PAGE EXCERPT –
==========
Results on best theories for metallic and laminated shells including Layer-Wise models

This paper deals with Best Theory Diagrams (BTDs) for metallic and laminated shells. The BTD is a curve that is defined over a 2D reference frame in which the horizontal axis indicates the error of a shell model with respect to a reference solution whereas the vertical axis indicates the number of displacement variables of the model. The best reduced model is a refined model that offers the lowest possible error for a given number of variables. The relevant terms of a model are detected by means of the axiomatic/asymptotic method (AAM), and the error is related to a given variable with respect to an exact or quasi-exact solution. In this work, a genetic algorithm has been used to obtain the BTD. The Carrera Unified Formulation (CUF) has been employed to build the refined models. The CUF makes it possible to generate automatically, and in a unified manner, any plate or shell models. Equivalent Single Layer (ESL) and Layer Wise (LW) refined models have been considered. The governing equations for shells have been obtained through the Principle of Virtual Displacements (PVD), and Navier-type closed form solutions have been considered. BTDs have been constructed by considering the influence of several parameters, such as various geometries, material properties, layouts, different displacement/stress components and loadings. The accuracies of some well-known theories have been evaluated and compared with BTD reduced models. The results suggest that, since the BTD depends on the problem characteristics to a great extent, the systematic adoption of the CUF and the AAM can be considered as a powerful tool to evaluate the accuracy of any structural theory against a reference solution for any structural problem.
==========
RAW DATA –
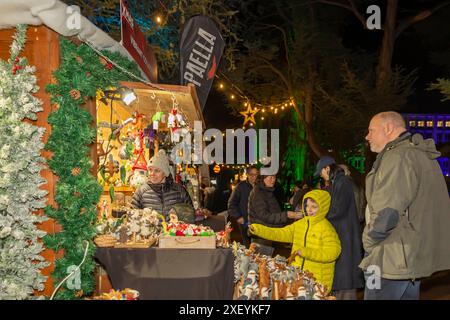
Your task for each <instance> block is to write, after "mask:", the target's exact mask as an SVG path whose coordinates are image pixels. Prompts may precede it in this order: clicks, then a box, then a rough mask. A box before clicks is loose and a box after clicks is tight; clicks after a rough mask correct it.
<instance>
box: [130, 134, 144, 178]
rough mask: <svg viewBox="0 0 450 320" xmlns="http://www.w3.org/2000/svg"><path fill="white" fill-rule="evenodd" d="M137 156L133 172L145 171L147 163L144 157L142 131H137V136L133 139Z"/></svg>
mask: <svg viewBox="0 0 450 320" xmlns="http://www.w3.org/2000/svg"><path fill="white" fill-rule="evenodd" d="M134 153H135V154H137V157H136V161H135V162H134V164H133V168H132V169H133V170H147V161H146V160H145V157H144V131H143V130H139V134H138V136H137V137H136V139H135V150H134Z"/></svg>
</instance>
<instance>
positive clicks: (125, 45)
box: [120, 0, 158, 82]
mask: <svg viewBox="0 0 450 320" xmlns="http://www.w3.org/2000/svg"><path fill="white" fill-rule="evenodd" d="M120 21H121V33H122V45H123V46H124V48H125V49H127V51H128V52H129V53H130V55H131V56H132V57H133V59H134V61H136V63H137V64H138V66H139V67H140V68H141V70H142V71H143V72H144V73H145V75H146V76H147V78H148V79H149V80H150V81H152V82H157V80H158V66H157V64H156V58H155V54H154V53H153V50H152V49H151V48H150V47H149V46H148V44H147V40H146V39H145V36H144V34H143V33H142V31H141V28H139V25H138V24H137V23H136V22H135V21H134V19H133V17H132V16H131V13H130V10H129V9H128V7H127V5H126V1H125V0H120Z"/></svg>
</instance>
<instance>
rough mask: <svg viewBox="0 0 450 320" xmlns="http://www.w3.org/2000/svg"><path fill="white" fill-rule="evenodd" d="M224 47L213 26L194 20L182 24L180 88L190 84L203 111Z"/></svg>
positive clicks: (180, 46)
mask: <svg viewBox="0 0 450 320" xmlns="http://www.w3.org/2000/svg"><path fill="white" fill-rule="evenodd" d="M224 47H225V43H224V41H223V39H222V36H221V35H220V32H219V30H218V29H217V27H216V25H215V24H214V22H213V21H212V20H211V19H210V18H208V17H205V16H195V17H192V18H191V19H189V21H188V22H186V24H185V26H184V29H183V34H182V35H181V41H180V60H181V84H183V85H186V84H187V83H188V82H190V83H193V84H194V85H195V87H196V89H197V96H198V100H199V101H200V106H201V108H202V110H203V109H204V107H205V103H206V99H207V98H208V94H209V90H210V89H211V85H212V83H213V81H214V75H215V73H216V70H217V67H218V65H219V61H220V58H221V57H222V52H223V48H224Z"/></svg>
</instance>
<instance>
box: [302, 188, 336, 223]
mask: <svg viewBox="0 0 450 320" xmlns="http://www.w3.org/2000/svg"><path fill="white" fill-rule="evenodd" d="M307 198H311V199H313V200H314V201H315V202H317V204H318V205H319V211H318V212H317V214H316V215H315V216H313V217H309V216H305V219H309V220H311V221H312V222H314V223H316V222H319V221H321V220H323V219H325V217H326V215H327V214H328V211H329V210H330V204H331V196H330V194H329V193H328V192H327V191H324V190H313V191H309V192H308V193H306V194H305V196H304V197H303V199H304V200H303V208H304V207H305V204H306V199H307Z"/></svg>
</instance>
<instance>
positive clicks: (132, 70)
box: [45, 38, 139, 299]
mask: <svg viewBox="0 0 450 320" xmlns="http://www.w3.org/2000/svg"><path fill="white" fill-rule="evenodd" d="M60 47H61V52H62V59H61V65H60V67H59V68H58V70H56V71H55V72H54V77H55V79H56V83H54V84H49V85H48V86H47V88H46V89H47V91H48V92H49V93H50V94H51V101H52V103H54V104H58V105H59V108H58V109H57V110H56V111H54V112H53V113H51V114H50V115H49V117H48V122H49V123H50V124H51V126H52V134H51V135H50V137H49V139H48V142H47V144H46V149H47V150H50V151H52V152H53V156H52V158H51V159H50V160H49V161H48V163H49V167H50V169H51V170H52V171H53V172H54V174H55V175H57V176H58V182H57V185H56V187H55V191H56V192H55V201H56V203H57V207H56V208H53V207H50V206H49V207H47V208H46V211H45V212H46V214H47V215H48V216H49V217H52V218H54V219H56V220H57V222H58V223H59V224H60V225H61V227H62V229H63V231H62V232H60V233H56V234H54V235H51V236H50V235H49V236H47V237H46V239H45V244H46V246H47V247H49V248H51V249H53V250H61V249H62V250H63V251H64V257H63V258H61V259H58V260H57V261H56V262H55V271H54V272H53V273H52V277H53V279H54V283H55V284H57V283H59V282H60V281H61V280H62V279H63V278H65V277H66V276H67V275H68V273H70V271H69V268H70V267H71V266H77V265H79V264H80V262H81V261H82V259H83V256H84V251H85V245H84V244H85V241H88V242H89V245H90V246H89V251H88V255H87V258H86V261H85V263H84V264H83V265H82V266H81V268H80V272H81V276H80V277H81V279H80V280H81V286H80V287H79V288H78V287H72V286H69V287H68V286H67V283H66V284H65V285H63V286H62V287H61V289H60V290H59V291H58V293H57V294H56V299H80V298H81V293H83V294H90V293H91V292H92V291H93V289H94V268H95V263H94V261H93V255H94V252H95V246H94V243H93V238H94V236H95V234H96V232H95V228H94V224H95V222H96V219H97V211H96V205H97V203H98V202H99V200H100V195H101V193H102V187H101V185H100V184H99V183H98V182H97V180H96V177H94V176H93V175H92V174H90V169H91V167H92V164H93V162H92V160H91V159H90V157H89V150H90V149H89V145H90V144H91V143H93V142H94V140H95V138H96V130H95V129H94V128H92V121H93V119H92V117H91V115H90V114H89V112H88V111H86V110H85V109H83V108H82V106H83V104H84V102H85V101H86V100H88V99H92V98H94V97H95V96H96V93H97V90H98V89H102V90H105V89H107V88H108V87H112V86H117V85H118V82H119V81H121V80H123V81H126V80H128V81H130V80H131V79H129V77H128V76H127V75H125V74H124V73H123V72H122V71H120V70H118V69H117V68H112V69H109V68H108V67H107V65H105V64H102V63H101V59H99V56H98V55H97V53H95V52H94V51H93V50H92V49H91V48H89V47H88V46H87V45H84V44H82V45H80V46H77V45H75V44H74V43H72V42H70V41H69V40H67V39H65V38H61V41H60ZM103 53H104V54H105V55H106V56H108V57H109V58H110V59H111V60H113V61H115V62H117V63H118V64H119V65H121V66H122V67H124V68H126V69H127V70H129V71H131V72H132V73H134V74H139V73H138V69H137V66H136V65H135V64H134V62H131V61H129V60H128V59H127V58H125V57H122V56H120V55H119V54H117V53H107V52H103ZM71 92H72V94H71ZM74 93H76V95H75V94H74ZM74 168H76V170H75V171H74ZM74 173H75V174H74Z"/></svg>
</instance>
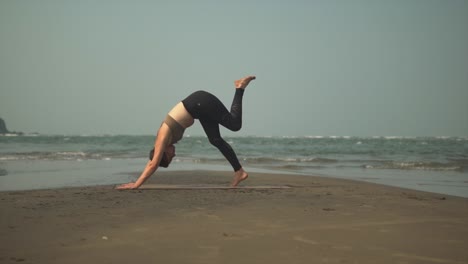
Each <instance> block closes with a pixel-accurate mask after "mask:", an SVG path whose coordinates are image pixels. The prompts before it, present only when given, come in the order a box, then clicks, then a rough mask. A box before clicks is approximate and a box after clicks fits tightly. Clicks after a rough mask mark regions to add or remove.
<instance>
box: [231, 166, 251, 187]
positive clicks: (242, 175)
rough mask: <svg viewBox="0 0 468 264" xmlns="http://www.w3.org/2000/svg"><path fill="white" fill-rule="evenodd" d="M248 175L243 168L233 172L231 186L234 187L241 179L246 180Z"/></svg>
==========
TASKS –
1. In the abstract, what does the vertical axis of a Best Theory Diagram indicate?
2. Say whether each statement agrees with the abstract, answering yes or no and quoting the deciding words: (a) A genetic algorithm was used to obtain the BTD. (b) The governing equations for shells came from the Principle of Minimum Potential Energy. (c) Only Equivalent Single Layer models were considered.

LIST OF SOLUTIONS –
1. The number of displacement variables of the model.

2.
(a) Yes: "a genetic algorithm has been used to obtain the BTD"
(b) No: "The governing equations for shells have been obtained through the Principle of Virtual Displacements (PVD)"
(c) No: "Equivalent Single Layer (ESL) and Layer Wise (LW) refined models have been considered."